Text shown ->
Sharpening removes metal, leaving a fine, feathered edge.
This 'feather' on the edge soon bends over with use. Honing straightens the feather. If you leave the feather bent over, very soon it breaks off and you are left with a very blunt knife.
To sharpen a knife you need a good stone. An oil or water lubricated stone will do the job. Diamond impregnated stones do a superb job, but they are expensive. Make sure the stone is at least 8 to 10 cm wide, and 18 to 20 cm long.
If you are using a water-wetted stone, immerse the stone completely in water, for at least 10 minutes, before using on a knife. An oilstone is best wetted with a mixture of oil and kerosene. Diamond stones are either used dry or wet, depending on the stone.
It is important that you read the instructions that come with your stone. Using the wrong lubrication can quickly ruin a stone.
All stones are used in basically the same two ways.
One is the 'slice the cheese' method.
Hold the knife at a 20-degree angle to the stone. Draw the blade across and down the stone, just as if you were trying to slice off a thin slice from a block of cheese.

Work required -> Extend the text on sharpening knives on a stone, picking up after its final sentence. The material that follows plays no part in what is asked here.

Rows ->
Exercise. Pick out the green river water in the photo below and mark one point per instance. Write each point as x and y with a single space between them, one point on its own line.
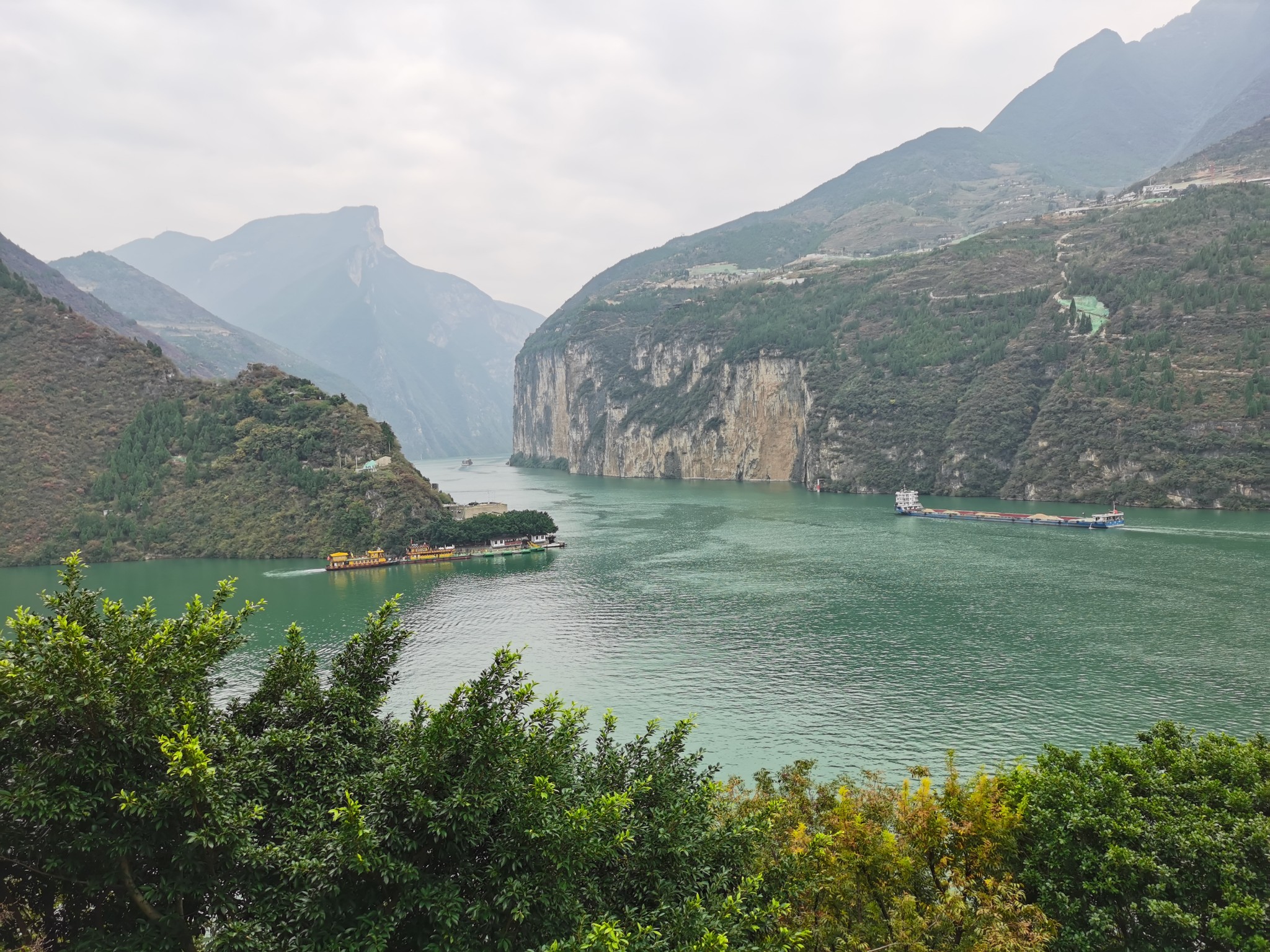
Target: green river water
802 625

==

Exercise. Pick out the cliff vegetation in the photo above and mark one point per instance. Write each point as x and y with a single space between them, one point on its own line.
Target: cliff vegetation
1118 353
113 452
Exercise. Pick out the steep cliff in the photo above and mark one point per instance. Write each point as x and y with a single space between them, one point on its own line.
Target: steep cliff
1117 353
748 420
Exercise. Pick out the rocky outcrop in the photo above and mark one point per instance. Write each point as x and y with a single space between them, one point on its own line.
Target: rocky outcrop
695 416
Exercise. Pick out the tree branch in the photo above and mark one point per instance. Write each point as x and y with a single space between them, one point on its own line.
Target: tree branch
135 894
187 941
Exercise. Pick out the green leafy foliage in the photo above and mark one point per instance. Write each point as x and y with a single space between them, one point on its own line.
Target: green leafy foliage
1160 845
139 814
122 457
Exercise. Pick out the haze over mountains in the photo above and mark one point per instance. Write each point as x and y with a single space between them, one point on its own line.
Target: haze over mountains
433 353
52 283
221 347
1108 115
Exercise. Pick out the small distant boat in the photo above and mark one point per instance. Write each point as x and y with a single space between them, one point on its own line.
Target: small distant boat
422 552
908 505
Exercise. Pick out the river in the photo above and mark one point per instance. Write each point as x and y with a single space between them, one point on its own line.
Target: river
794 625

Task output ->
Take two or three 'slices' on each side of the blade. Once the knife starts to get sharp, take one or two slices on each side, then one slice on each side.
The second method is the circular method.
Hold the blade at the same 20-degree angle, and using a circular movement, wipe the blade around the stone. Three circles on each side of the blade, reducing to two circles and then one circle as the blade sharpens.
Some stones are actually two stones joined together, one side coarser than the other. Use the coarse side to begin, and the fine side to finish.
Always wipe the stone down with a rough cloth when you have finished to remove the build-up of steel dust, otherwise the pores of the stone will fill up with steel dust and reduce sharpening efficacy.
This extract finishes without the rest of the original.